◆ WHAT THE TASK ASKS
Word for word, give every line of the listing again.
*** Opening of DATA FOR REVIEW ***
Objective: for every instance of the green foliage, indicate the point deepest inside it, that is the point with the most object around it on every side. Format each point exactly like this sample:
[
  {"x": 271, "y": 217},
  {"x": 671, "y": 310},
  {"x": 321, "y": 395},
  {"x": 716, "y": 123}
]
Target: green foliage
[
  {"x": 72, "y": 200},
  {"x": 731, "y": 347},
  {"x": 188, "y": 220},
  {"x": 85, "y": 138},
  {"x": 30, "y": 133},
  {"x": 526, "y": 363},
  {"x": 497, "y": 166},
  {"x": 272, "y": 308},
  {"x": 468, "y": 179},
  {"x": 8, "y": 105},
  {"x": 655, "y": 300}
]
*** Close of DATA FOR REVIEW ***
◆ RESPONSE TO THIS EXERCISE
Objective: for every instance of the green foliage, indicate the point deepest inside it, that is the point with the most object around it on every side. Format each point exactly like this sample:
[
  {"x": 271, "y": 217},
  {"x": 671, "y": 310},
  {"x": 321, "y": 395},
  {"x": 716, "y": 123}
]
Target: green foliage
[
  {"x": 72, "y": 200},
  {"x": 731, "y": 347},
  {"x": 188, "y": 220},
  {"x": 85, "y": 138},
  {"x": 30, "y": 133},
  {"x": 526, "y": 363},
  {"x": 497, "y": 166},
  {"x": 272, "y": 308},
  {"x": 468, "y": 179},
  {"x": 8, "y": 105},
  {"x": 655, "y": 300}
]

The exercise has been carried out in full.